Officials from the Treasury and the ODPM are drawing up proposals, and legislation is expected to be announced by November 2005, although there is no official timetable.

The tax, conceived as a means to assist the financing of affordable housing

and infrastructure projects, has raised serious concerns in the property industry. But policy-makers are convinced that the principle is sound.

The positive attitude is more than spin-deep, and even the policy’s most likely detractors approve of the Treasury’s intentions. “In principle, it seems absolutely fair and reasonable,” says Michael Chambers, head of policy at the RICS. But he adds a caveat. “It’s a question of the practicality. In the past, land taxes have always fallen down on the basis of their complexity,” he explains.

The point is amply demonstrated by the alarming statistic that, by the time it was finally abandoned in 1985, development land tax was costing the Treasury more to administer than it was bringing in.

The practical difficulties of valuing land and when exactly the chargeable event should occur dog the proposals. For example, would the tax be triggered when planning permission is granted or when land with planning permission is sold? While the former has its drawbacks by taxing an unrealised gain, the latter would do little to prevent the landbanking that Barker says she wants to deter.

But to many in the industry the predicted complexity is not the only worry. Francis Salway, chief executive of Land Securities, says: “A development land tax would be the most enormous deterrent to development and regeneration taking place.”

Data extract →
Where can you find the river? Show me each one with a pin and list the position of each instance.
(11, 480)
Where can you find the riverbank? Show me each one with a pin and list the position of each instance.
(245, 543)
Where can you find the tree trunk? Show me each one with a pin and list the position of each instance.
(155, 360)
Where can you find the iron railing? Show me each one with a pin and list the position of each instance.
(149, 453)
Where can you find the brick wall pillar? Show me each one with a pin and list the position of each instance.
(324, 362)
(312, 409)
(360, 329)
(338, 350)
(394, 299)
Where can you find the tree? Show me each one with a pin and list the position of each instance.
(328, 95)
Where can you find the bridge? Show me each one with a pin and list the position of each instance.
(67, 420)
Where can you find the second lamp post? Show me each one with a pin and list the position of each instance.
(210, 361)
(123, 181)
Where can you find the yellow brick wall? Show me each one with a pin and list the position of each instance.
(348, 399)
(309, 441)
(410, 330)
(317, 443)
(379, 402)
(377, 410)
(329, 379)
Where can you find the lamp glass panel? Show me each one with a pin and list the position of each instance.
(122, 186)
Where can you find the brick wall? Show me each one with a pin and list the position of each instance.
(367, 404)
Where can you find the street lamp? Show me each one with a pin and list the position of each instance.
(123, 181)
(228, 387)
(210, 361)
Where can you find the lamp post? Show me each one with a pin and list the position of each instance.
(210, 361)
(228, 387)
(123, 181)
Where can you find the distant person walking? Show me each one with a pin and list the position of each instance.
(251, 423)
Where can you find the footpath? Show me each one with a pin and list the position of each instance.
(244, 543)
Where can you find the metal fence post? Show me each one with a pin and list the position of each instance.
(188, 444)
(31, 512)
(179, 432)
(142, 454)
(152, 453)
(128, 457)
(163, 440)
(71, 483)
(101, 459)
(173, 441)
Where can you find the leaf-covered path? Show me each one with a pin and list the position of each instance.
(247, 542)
* * *
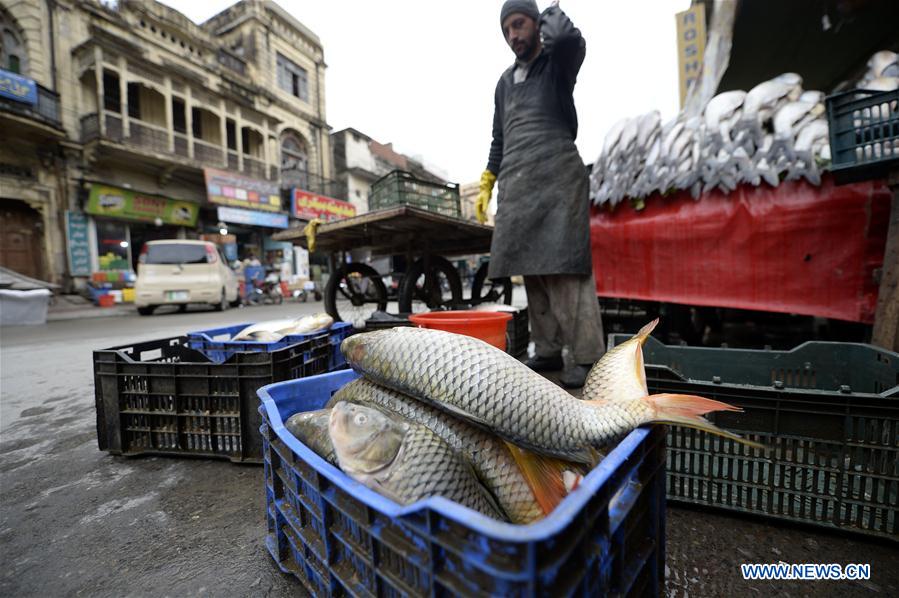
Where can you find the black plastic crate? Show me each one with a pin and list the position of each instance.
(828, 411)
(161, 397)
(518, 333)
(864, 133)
...
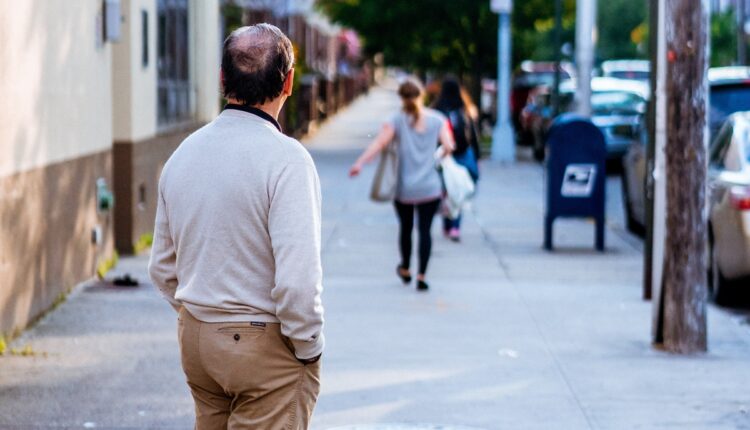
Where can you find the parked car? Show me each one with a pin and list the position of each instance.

Exercise directions →
In the passage about the proposed land tax, swap "alarming" for "striking" and give the text between "The point is" and "was bringing in.", inclusive.

The output →
The point is amply demonstrated by the striking statistic that, by the time it was finally abandoned in 1985, development land tax was costing the Treasury more to administer than it was bringing in.